§ Request 1: Collect every line of the records below that contains the string "hardcover".

━━ Source text

The timing is almost perfect. On August 16, IE will turn 20 years old. That’s eons in Internet years, and it’s about time that Microsoft shoved it aside.
It’s still difficult to wrap your head around the fact that Microsoft is ditching all the legacy that is IE and launching a new browser build from the ground up. Yet it makes sense: This is a completely necessary step if IE is ever going to have a proper successor.
Despite Chrome’s and Firefox’s gains, IE still
dominates in terms of browser market share , and that’s mainly due to the fact that Windows is the desktop king . Changing the default browser on an operating system is a massive undertaking, especially if that operating system has always been so closely tied to its browser.
You undoubtedly want to know: is Edge any good? The short answer is: Yes, yes it is.
The long answer isn’t so simple. Edge offers a lot of new features and functionality, while remaining a lean tool for browsing the web. Microsoft is finally giving Chrome and Firefox a run for their money, but Edge still lacks in many areas.
We sat down with Drew DeBruyne, director of program management at Microsoft, and Jason Weber, group program manager at Microsoft, to dig a little deeper into Edge.
“Knowing that browsing is still one of the very top activities that people do on a PC, we knew there was an opportunity, and really an obligation, to push the web browsing experience … and so that’s what we’ve done with Microsoft Edge,” DeBruyne told VentureBeat.
He then laid out Microsoft’s three goals with Edge:
1. Build a browser that feels “responsive, fast, and lightweight” but that is also “clean, doesn’t get in your way, and also works great with the modern web.”
2. Build a browser that is trusted and lets people feel safe.
3. Build a browser that is “personal and productive,” fitting in with what Microsoft is trying to do overall as a company.

━━━━

§ Request 2: Update the part of the Microsoft Edge text above that opens with "We sat down" and closes with "deeper into Edge." by replacing "sat down with" with "spoke with", and give that part in full.

━━ Stored rows

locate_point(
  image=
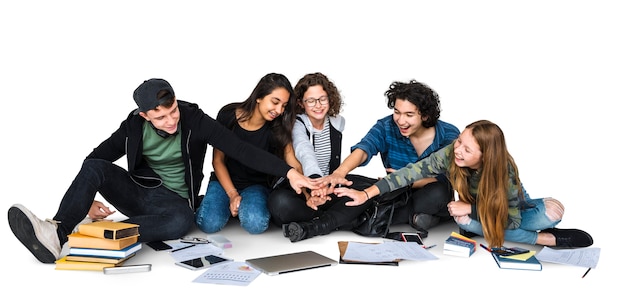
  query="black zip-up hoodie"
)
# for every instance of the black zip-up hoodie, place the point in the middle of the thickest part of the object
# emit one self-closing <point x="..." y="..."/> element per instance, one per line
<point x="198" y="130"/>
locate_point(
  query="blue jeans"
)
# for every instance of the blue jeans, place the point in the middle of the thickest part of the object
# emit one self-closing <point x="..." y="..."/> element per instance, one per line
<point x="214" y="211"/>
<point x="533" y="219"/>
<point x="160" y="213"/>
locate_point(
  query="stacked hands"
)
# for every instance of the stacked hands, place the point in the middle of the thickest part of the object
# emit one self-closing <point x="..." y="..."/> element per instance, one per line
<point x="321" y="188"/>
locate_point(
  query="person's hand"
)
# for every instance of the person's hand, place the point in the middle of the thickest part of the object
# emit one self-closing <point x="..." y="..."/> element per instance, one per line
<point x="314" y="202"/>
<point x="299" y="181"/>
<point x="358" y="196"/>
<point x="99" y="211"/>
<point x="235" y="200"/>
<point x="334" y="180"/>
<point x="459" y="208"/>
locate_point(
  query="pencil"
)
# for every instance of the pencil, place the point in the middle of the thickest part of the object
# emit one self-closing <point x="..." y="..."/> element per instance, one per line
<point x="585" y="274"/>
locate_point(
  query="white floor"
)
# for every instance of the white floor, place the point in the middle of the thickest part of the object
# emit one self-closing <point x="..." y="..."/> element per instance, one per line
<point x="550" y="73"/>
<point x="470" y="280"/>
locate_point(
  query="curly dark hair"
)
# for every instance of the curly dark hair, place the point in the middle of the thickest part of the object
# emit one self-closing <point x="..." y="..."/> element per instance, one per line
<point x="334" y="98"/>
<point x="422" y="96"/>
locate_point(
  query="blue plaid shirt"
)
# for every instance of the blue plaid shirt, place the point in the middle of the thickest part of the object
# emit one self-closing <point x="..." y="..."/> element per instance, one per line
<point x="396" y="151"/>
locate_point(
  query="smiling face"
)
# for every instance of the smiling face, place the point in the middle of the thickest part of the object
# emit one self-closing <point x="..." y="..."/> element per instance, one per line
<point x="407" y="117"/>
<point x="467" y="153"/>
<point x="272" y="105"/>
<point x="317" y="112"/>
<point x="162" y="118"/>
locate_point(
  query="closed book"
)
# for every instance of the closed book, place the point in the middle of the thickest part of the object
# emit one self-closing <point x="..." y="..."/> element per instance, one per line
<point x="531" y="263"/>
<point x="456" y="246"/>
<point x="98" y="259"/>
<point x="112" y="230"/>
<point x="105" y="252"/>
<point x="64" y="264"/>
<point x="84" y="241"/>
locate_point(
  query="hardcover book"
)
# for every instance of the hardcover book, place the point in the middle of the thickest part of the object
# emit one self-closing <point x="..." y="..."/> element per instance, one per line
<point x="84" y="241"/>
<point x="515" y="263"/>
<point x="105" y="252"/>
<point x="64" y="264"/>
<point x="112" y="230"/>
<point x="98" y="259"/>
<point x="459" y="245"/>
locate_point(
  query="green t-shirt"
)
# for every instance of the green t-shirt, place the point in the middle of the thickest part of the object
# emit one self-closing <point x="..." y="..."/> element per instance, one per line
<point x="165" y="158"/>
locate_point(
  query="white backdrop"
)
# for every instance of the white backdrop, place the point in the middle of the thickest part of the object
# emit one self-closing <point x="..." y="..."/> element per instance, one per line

━━━━

§ Correct result 1:
  query="hardcover book"
# for every instance of the hardcover book, place the point in the middle of the thickest part of the object

§ Correct result 2:
We spoke with Drew DeBruyne, director of program management at Microsoft, and Jason Weber, group program manager at Microsoft, to dig a little deeper into Edge.